• **DIRECTIVE**: How many lines of the listing below contain the string "positive"? Reply with the number alone.

━━━━━━━━

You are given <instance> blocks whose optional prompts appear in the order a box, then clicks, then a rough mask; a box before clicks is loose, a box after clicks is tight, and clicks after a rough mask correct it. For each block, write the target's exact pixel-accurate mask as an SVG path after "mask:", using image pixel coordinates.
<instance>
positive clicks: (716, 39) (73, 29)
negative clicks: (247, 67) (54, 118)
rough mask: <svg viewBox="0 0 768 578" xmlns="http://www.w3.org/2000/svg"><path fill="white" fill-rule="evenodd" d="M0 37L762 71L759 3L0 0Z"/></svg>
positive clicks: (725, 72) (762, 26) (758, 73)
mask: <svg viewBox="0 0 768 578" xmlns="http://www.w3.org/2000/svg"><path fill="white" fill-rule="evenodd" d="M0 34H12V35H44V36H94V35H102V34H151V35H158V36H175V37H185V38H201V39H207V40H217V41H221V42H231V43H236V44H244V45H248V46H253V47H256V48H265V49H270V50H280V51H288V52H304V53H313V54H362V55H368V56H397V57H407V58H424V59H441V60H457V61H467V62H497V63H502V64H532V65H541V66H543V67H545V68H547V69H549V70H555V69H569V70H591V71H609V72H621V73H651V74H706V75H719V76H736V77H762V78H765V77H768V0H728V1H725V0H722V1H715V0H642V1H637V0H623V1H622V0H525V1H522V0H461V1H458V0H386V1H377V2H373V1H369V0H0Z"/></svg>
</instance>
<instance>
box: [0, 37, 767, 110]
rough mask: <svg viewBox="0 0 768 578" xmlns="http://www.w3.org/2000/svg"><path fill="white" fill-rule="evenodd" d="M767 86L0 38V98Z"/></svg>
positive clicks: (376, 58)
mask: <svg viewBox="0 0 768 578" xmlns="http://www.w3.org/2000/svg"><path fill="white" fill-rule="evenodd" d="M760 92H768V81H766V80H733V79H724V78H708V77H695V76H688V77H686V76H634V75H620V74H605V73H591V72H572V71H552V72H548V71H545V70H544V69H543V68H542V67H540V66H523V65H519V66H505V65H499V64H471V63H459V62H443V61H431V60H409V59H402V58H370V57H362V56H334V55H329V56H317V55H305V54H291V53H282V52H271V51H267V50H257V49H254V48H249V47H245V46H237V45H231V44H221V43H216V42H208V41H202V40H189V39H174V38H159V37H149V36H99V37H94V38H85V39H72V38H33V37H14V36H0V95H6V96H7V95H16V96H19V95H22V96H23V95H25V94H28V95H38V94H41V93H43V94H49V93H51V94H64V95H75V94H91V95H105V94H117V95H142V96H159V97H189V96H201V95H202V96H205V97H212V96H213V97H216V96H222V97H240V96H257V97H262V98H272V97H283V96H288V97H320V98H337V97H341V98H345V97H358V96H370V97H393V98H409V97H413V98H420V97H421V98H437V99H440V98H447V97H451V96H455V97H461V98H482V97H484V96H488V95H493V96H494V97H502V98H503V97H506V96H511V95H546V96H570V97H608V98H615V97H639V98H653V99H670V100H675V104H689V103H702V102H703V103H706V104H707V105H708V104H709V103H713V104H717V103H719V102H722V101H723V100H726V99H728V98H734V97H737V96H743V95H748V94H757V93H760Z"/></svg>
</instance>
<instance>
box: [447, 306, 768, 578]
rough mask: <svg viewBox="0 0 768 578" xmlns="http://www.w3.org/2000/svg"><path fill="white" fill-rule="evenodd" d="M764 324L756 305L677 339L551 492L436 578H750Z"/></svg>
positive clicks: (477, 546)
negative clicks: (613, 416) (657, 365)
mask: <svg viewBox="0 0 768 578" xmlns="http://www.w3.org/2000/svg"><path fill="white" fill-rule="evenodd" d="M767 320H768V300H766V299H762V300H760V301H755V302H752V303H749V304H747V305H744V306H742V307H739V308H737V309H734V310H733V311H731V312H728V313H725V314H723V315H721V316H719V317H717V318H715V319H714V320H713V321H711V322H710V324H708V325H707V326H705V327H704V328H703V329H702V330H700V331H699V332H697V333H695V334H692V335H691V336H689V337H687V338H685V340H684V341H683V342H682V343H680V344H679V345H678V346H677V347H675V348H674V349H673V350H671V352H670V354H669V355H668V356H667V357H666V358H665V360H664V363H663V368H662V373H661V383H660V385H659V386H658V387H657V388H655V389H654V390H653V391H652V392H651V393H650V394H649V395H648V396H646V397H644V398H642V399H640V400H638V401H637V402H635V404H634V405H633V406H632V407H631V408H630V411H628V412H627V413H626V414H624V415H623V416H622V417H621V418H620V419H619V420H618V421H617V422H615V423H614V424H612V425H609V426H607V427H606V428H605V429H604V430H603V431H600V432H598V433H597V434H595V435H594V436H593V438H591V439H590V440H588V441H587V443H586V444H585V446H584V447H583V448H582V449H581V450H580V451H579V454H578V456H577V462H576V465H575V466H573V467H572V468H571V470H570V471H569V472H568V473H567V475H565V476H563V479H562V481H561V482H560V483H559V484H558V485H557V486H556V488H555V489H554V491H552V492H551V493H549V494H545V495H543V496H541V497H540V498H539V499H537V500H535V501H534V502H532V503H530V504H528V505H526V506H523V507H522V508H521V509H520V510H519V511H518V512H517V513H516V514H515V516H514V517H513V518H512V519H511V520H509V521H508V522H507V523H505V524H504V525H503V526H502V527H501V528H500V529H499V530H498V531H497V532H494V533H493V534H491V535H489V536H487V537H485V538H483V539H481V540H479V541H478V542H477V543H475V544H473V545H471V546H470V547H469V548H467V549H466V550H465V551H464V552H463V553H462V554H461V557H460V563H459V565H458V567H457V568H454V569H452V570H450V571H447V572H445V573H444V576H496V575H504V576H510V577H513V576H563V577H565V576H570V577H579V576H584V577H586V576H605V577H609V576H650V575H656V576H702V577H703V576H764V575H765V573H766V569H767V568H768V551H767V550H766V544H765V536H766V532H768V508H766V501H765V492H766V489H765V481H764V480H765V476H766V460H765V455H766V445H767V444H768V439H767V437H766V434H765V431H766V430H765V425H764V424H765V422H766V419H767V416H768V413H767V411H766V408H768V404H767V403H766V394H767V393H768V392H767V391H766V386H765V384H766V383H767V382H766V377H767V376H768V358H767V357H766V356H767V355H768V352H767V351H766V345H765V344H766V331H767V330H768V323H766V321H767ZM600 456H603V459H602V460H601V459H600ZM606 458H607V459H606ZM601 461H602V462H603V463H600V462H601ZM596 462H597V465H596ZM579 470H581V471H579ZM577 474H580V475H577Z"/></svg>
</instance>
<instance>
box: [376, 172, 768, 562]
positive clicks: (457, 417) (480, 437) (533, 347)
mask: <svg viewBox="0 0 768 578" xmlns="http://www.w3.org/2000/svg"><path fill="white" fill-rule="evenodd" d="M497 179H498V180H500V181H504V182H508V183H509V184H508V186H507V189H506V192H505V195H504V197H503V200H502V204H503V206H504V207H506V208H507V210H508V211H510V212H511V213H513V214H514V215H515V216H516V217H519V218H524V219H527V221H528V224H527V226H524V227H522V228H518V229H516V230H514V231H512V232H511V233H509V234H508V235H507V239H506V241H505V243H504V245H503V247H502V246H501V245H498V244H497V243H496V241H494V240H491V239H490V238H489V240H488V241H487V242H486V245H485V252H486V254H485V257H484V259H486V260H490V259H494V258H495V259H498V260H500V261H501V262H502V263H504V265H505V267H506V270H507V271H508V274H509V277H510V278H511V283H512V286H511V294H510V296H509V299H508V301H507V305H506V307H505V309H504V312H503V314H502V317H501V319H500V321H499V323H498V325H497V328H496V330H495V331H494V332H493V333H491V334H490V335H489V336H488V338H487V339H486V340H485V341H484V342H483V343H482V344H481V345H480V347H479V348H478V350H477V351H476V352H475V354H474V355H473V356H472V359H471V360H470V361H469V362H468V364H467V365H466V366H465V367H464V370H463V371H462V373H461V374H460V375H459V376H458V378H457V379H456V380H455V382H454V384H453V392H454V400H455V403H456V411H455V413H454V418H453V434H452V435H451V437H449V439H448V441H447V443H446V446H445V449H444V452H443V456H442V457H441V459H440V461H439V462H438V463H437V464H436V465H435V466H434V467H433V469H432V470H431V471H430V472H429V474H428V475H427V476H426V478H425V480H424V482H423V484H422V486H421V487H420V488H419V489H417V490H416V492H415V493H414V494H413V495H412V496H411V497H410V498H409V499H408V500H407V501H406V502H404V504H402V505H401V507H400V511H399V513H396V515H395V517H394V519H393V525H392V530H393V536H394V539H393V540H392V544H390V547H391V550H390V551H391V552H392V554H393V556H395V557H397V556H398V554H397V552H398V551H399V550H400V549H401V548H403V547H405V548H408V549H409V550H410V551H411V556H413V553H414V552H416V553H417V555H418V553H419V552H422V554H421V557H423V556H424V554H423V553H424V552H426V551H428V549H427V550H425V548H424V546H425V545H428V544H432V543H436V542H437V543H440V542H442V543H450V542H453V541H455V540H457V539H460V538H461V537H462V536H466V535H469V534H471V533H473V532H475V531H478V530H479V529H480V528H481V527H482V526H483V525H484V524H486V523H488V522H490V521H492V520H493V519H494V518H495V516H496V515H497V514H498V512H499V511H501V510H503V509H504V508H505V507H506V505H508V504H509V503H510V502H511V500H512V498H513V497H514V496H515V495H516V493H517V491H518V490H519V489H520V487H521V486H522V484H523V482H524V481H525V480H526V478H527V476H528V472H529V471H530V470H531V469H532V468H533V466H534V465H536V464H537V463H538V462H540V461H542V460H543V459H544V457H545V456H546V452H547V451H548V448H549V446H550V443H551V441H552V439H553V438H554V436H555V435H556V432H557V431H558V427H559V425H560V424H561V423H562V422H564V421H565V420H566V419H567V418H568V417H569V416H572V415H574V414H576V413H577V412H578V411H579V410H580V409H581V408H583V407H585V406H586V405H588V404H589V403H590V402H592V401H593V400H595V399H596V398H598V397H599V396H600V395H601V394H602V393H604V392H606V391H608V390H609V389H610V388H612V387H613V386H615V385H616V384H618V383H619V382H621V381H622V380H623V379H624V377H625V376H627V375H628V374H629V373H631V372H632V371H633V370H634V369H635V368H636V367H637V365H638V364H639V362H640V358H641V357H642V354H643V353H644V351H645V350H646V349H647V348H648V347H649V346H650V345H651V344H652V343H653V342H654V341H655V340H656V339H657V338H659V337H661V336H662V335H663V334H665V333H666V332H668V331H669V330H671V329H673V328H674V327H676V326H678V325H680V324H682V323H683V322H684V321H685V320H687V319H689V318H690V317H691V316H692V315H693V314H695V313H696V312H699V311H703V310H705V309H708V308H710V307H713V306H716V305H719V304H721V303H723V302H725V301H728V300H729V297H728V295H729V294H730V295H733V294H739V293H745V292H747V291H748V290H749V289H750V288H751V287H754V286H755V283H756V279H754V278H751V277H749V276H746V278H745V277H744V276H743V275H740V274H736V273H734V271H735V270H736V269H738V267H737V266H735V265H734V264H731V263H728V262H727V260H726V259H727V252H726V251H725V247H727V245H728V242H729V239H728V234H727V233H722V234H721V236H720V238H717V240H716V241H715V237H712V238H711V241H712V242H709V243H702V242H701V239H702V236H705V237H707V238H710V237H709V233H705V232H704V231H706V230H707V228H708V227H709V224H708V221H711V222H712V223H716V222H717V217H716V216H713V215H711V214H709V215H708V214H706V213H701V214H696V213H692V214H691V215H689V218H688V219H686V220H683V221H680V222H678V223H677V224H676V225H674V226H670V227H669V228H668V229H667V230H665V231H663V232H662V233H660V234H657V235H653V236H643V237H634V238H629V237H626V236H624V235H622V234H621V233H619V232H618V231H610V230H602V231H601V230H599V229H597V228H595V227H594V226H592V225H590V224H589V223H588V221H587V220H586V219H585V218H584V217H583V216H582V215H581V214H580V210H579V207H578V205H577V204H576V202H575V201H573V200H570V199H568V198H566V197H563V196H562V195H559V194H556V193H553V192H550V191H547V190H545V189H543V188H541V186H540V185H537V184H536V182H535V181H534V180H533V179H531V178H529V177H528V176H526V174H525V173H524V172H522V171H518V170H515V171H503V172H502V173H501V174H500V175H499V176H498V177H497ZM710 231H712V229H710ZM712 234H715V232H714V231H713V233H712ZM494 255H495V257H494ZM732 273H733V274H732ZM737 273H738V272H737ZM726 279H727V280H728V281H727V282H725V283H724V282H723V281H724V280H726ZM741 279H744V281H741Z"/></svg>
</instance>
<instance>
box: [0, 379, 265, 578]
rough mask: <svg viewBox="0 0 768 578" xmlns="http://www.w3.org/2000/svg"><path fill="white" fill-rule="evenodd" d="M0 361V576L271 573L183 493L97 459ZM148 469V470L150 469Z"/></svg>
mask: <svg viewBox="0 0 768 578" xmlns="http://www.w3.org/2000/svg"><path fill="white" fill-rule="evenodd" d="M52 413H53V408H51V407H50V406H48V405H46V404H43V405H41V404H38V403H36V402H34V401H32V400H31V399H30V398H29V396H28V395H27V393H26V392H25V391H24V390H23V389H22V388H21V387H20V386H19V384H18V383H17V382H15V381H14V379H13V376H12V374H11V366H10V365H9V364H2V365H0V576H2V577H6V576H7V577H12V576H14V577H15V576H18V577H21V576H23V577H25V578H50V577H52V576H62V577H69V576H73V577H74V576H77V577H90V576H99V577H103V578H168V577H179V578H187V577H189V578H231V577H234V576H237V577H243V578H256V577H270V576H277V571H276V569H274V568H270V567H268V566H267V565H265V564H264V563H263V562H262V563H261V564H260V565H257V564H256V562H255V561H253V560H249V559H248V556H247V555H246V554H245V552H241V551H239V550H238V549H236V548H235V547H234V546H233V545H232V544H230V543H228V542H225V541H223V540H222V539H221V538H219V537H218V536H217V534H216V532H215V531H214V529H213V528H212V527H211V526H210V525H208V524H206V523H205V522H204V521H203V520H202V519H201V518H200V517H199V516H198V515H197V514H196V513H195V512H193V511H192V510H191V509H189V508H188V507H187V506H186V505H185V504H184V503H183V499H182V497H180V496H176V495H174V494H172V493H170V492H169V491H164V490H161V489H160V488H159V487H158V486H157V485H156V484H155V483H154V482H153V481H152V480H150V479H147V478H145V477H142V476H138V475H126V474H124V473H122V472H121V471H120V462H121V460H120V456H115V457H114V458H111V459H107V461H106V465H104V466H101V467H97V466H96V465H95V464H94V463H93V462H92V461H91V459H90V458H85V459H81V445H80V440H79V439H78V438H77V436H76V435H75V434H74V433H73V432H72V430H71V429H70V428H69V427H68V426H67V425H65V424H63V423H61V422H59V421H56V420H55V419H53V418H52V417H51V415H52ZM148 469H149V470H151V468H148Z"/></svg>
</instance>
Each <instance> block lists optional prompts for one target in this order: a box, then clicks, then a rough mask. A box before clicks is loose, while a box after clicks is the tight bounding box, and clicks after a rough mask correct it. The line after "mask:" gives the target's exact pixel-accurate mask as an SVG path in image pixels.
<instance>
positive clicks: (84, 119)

━━━━━━━━

• **TASK SOLUTION**: 6